Work to complete.
Without the pictures, print each of the records below exactly as it appears.
--- start Material for this task ---
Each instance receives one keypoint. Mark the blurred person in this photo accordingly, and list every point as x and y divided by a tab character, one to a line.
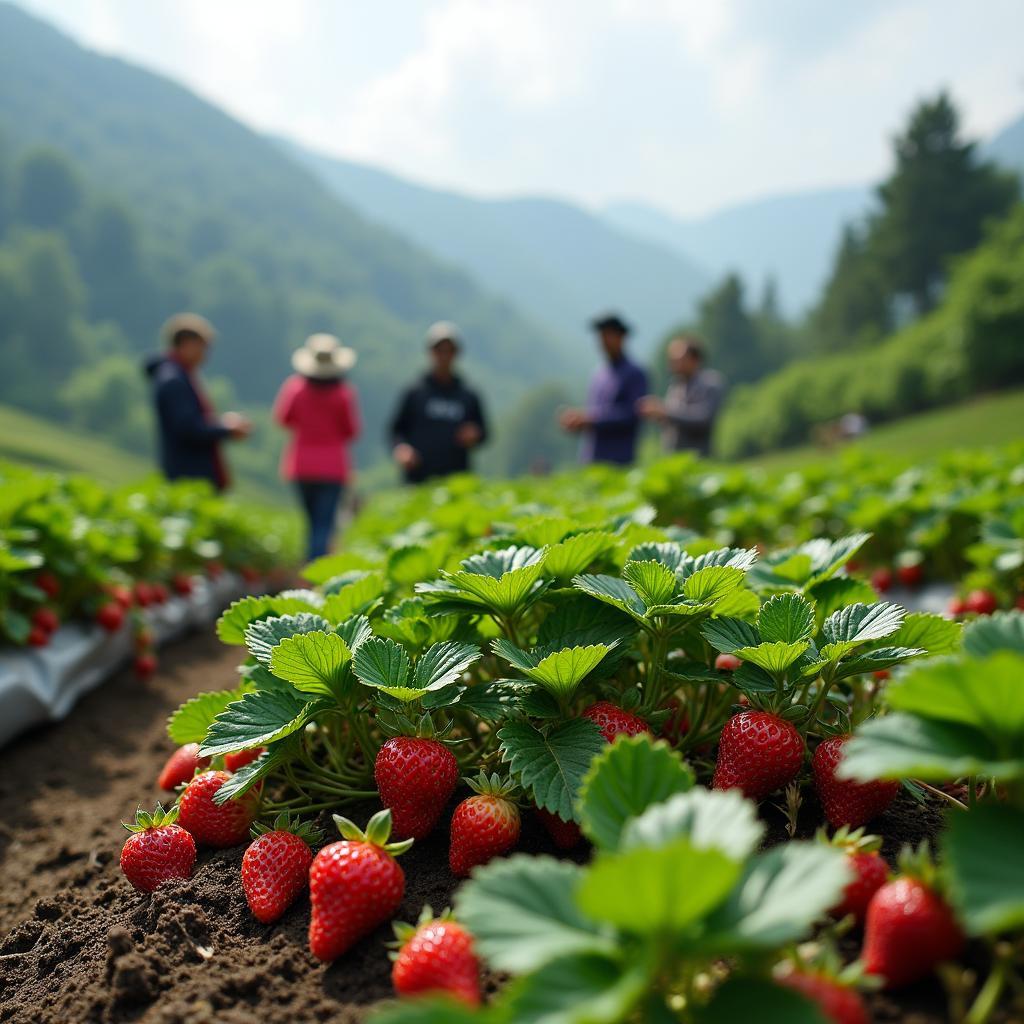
609	423
687	413
320	409
190	431
438	420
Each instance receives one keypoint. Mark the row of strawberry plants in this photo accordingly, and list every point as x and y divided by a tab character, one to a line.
521	666
71	549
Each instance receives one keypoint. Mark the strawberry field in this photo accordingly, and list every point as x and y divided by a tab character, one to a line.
676	744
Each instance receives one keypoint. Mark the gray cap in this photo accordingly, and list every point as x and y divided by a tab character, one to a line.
443	331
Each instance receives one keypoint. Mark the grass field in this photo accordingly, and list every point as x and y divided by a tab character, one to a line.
991	419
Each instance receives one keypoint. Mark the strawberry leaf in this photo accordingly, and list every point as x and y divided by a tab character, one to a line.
551	765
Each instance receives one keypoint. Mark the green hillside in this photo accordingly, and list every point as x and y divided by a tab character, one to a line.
184	207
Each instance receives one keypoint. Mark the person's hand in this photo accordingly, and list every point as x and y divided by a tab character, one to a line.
406	456
240	426
651	408
573	420
468	434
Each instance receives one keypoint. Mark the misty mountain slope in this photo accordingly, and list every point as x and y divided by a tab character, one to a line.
790	238
554	260
225	208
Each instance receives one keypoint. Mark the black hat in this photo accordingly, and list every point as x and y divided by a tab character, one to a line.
610	322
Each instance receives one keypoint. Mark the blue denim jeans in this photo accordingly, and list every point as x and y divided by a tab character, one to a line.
320	499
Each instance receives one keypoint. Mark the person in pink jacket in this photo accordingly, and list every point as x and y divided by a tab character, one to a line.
321	410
--- end Material for this task ---
Written response.
Each instance receives one keypoint. Mark the blurred person in this photo accordingly, and list every point as x and y divided by a tab character, one to a line.
609	423
687	413
320	409
190	431
438	420
Each instance receives one keypoint. Mark the row of strawberry plants in this photo accordingly, and list every point as x and y divided by a tab character, one to a line.
521	666
71	549
Each instance receives one keypoint. Mark the strawberry field in this photo accordingly, and list every point as x and y divided by a tab character, one to a line.
676	744
Each instance receives one keypoint. Mark the gray cap in this photo accordingly, and list every point as x and y divided by a tab character, one to a line.
443	331
Each instance receives one keypoint. Mark the grass field in this photo accordingly, and list every point as x and y divided by a tab character, one to a line.
991	419
Each instance receives one keypoint. Mark the strawberry leaf in this photo accordingly, and list every point as x and y divided by a tab character, one to a line.
551	765
Each instance receives one keypoint. Mark the green hillside in this photo accordingly, and list every point as x and y divided by a tab character, one to a line.
184	207
Each instance receives one keypoint. Mark the person's hand in this photo accordingly, and list every point as x and y divided by a tab character, one to a line.
406	456
240	426
651	408
573	420
468	434
Each instance receives one keypoint. Mark the misty mountain slope in this photo accordingly, and list every point as x and y divided by a tab character, one to a line.
790	238
554	260
225	208
Each instance receives one keypoint. Mark the black hat in this photo accordingly, and list every point as x and y divided by a tab character, one to a line.
610	322
Each instance receives one keypoint. Mark the blue denim jeans in this photo accordingly, and list every point as x and y divided by a tab character, one to a line.
320	499
Each instance receives one keypoint. Mark the person in pink jacket in this photo accordingly, and list every point as x and y divided by a tab character, one to a line.
321	410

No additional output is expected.